• **INSTRUCTIONS FOR THE TASK**:
Reproduce every one of the rows below word for word, leaving out the pictures.

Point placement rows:

::::::::

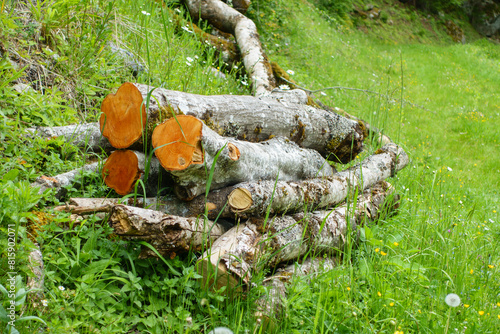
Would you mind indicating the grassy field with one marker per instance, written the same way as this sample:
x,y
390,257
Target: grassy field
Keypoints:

::::::::

• **RESULT OF THE TASK**:
Would you mind indicating the grassy field with one marker per instance, written the same way as this sample:
x,y
390,257
Target: grassy field
Keypoints:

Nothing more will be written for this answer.